● **DATA IN THIS EXERCISE**

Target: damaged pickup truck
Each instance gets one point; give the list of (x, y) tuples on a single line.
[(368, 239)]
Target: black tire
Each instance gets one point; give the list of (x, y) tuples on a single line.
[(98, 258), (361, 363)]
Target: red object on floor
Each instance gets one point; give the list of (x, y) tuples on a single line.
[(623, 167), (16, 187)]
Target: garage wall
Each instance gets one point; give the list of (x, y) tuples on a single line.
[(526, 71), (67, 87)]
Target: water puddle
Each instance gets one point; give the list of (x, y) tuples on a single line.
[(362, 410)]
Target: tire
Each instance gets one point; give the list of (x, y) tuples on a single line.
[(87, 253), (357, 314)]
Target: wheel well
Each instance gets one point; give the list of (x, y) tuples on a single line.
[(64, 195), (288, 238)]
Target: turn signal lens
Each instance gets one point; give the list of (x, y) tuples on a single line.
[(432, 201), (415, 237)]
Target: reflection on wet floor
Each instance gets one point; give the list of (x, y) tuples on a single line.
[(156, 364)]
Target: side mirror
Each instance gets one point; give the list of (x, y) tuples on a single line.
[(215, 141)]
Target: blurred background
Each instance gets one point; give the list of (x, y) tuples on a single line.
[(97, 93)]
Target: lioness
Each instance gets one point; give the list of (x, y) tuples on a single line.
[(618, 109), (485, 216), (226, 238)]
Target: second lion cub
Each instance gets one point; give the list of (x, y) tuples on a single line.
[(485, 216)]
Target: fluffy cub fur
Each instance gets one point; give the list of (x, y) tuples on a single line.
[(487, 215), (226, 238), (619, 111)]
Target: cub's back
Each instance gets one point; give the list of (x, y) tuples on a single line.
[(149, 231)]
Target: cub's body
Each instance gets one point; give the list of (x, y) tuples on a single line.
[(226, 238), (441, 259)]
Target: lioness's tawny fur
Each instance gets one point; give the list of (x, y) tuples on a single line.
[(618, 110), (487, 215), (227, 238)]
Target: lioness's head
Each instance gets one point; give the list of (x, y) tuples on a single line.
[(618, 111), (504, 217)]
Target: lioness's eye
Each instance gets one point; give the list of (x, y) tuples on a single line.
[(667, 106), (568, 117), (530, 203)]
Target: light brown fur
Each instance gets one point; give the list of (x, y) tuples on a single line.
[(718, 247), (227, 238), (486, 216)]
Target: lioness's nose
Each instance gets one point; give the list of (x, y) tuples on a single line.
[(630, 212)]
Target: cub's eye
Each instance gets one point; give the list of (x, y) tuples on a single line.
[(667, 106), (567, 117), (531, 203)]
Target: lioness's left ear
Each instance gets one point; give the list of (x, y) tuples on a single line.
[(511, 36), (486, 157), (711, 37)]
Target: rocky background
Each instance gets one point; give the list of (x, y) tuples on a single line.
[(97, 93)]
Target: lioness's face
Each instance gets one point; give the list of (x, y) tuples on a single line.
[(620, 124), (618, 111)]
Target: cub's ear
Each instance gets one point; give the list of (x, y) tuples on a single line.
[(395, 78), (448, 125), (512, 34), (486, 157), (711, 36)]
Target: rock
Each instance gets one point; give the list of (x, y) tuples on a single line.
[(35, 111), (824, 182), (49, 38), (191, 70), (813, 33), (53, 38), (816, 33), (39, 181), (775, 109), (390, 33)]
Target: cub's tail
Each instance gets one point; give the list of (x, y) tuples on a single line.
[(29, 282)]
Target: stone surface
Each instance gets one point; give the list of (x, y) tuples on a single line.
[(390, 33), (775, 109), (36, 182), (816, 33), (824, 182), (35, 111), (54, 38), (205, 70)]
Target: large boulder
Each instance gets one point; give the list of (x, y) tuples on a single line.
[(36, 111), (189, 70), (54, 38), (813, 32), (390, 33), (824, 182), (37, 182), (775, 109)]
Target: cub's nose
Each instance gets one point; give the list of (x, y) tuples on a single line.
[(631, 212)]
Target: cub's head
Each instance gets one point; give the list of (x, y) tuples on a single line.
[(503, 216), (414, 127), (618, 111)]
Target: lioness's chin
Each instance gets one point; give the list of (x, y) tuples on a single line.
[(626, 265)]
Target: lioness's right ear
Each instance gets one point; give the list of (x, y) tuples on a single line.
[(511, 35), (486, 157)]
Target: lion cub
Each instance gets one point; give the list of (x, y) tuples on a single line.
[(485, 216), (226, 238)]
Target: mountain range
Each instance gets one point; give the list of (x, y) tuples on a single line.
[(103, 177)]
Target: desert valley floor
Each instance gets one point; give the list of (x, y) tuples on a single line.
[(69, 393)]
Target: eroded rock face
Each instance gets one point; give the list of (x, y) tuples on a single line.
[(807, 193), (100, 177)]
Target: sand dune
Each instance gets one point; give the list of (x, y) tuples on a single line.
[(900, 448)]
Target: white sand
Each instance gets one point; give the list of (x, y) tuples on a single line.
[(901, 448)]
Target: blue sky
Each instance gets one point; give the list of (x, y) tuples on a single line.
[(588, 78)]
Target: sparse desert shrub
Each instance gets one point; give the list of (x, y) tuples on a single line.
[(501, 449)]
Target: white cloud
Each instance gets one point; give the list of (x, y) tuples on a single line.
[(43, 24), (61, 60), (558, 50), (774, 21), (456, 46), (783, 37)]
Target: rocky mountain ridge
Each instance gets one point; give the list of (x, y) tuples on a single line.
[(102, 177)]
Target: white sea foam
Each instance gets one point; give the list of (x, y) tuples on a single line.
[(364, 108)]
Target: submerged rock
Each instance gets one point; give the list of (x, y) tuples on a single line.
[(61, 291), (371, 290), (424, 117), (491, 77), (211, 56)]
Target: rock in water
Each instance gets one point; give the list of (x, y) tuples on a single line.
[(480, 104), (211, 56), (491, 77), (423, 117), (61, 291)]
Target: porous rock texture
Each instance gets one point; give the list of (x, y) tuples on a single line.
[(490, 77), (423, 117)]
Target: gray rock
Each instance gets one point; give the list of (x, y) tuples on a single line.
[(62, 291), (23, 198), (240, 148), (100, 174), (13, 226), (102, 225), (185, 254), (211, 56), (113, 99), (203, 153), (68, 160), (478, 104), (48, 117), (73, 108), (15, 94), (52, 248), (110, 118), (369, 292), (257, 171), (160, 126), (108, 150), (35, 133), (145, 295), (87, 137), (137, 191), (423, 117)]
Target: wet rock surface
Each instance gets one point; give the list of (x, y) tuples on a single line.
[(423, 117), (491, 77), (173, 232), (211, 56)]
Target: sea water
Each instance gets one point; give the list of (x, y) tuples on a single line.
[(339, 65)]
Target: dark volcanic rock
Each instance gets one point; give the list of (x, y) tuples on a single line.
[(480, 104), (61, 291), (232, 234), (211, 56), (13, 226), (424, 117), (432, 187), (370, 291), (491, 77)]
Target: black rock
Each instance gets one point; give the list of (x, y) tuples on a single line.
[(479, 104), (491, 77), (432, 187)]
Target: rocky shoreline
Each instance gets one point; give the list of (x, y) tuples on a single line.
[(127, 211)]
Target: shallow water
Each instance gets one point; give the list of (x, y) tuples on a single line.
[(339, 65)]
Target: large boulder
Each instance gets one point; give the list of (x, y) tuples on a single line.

● **AIM**
Format the rows above as a two-column CSV with the header columns "instruction" and "response", one line per row, each value in a single quoted field with line breaks replaced by spaces. Begin at the line that has "Target: light brown fur" and stop after the line that has "[(620, 124), (618, 111)]", including only those rows.

● **OUTPUT OF THE EXERCISE**
instruction,response
"Target: light brown fur Each instance gets one point; give the list of (x, y) tuples on a single line.","[(718, 247), (227, 238), (486, 216)]"
"Target: lioness's nose Each instance gets one point; give the list of (x, y) tuples on a single line.","[(630, 212)]"
"Target: cub's eye Each instance gets one point; give the list of (x, y) tuples on a single line.","[(667, 106), (567, 117), (531, 203)]"
"Target: lioness's left ear Each instance gets one point; give the list of (x, y) tuples on a single line.","[(511, 36), (486, 157), (711, 37)]"
"Target: rocky background Each instance gets one point; give the list of (x, y) tuples on a single line.","[(97, 93)]"
"Target: lioness's face Each instance gets one point; give the list of (x, y) tuples on a single line.","[(620, 124), (618, 111)]"